=== EXTRACTED INFORMATION ===

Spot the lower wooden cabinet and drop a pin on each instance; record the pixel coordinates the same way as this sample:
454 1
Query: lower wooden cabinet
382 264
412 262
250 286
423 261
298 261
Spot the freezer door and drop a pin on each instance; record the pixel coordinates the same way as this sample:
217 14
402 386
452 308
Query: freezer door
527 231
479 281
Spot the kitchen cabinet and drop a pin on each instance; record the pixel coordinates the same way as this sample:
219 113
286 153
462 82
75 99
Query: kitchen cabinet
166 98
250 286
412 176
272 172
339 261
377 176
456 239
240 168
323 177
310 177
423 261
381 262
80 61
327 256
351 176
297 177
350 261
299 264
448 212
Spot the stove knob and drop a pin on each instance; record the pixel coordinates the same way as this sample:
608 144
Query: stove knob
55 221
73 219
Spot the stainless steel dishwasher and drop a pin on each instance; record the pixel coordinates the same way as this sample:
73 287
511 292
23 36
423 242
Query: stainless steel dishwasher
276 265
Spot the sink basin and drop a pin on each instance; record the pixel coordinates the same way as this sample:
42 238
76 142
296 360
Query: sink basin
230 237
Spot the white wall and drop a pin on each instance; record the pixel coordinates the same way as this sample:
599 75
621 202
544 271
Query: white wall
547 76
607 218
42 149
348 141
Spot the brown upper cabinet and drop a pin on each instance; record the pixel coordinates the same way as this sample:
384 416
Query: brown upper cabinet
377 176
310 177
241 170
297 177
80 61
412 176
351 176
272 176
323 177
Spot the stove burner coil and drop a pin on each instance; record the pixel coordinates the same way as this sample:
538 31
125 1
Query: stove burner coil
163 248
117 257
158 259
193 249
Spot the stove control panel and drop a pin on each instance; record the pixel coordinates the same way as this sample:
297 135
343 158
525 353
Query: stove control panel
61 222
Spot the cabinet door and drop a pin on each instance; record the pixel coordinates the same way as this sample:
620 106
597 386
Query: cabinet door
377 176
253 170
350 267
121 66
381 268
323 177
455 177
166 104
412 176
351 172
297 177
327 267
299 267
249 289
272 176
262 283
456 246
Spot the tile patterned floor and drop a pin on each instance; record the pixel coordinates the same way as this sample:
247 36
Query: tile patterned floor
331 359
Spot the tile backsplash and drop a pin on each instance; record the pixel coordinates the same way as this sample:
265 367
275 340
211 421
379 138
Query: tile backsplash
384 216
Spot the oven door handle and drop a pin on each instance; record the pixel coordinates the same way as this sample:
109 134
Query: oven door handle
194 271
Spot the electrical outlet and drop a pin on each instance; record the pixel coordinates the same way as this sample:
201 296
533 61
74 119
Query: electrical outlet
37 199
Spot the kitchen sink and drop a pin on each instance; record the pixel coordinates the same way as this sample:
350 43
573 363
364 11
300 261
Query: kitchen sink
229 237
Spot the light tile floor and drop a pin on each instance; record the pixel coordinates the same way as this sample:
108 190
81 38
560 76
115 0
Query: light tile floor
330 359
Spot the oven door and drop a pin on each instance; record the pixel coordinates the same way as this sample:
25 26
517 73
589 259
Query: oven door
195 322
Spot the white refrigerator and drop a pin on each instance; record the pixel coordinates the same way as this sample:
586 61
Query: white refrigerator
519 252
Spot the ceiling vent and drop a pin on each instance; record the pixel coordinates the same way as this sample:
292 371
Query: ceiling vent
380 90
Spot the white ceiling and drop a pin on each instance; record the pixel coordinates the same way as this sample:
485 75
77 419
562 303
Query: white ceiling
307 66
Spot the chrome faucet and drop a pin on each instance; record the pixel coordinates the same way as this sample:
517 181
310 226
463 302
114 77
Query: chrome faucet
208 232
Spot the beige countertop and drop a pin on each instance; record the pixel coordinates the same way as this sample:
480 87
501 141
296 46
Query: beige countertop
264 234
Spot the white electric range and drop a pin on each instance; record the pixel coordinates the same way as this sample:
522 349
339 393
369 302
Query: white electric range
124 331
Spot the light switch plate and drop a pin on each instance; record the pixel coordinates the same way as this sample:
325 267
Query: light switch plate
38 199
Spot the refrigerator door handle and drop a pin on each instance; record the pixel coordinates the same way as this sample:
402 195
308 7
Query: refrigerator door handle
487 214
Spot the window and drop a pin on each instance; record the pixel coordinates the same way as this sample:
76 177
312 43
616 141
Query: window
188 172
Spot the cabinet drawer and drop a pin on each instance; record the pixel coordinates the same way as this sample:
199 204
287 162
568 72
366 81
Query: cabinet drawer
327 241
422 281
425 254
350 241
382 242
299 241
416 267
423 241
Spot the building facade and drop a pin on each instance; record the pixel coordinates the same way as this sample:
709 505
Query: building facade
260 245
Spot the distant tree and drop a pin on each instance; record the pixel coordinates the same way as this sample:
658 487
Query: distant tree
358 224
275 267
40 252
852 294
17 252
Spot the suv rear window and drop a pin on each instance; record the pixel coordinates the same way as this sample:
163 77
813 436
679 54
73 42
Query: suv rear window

=== TASK OBJECTIVE ===
Where a line of the listing holds the string "rear", copy that line.

=== OUTPUT ===
Spot the suv rear window and drop a pin on each instance; record the pixel coordinates the same way as this sample:
Query: suv rear window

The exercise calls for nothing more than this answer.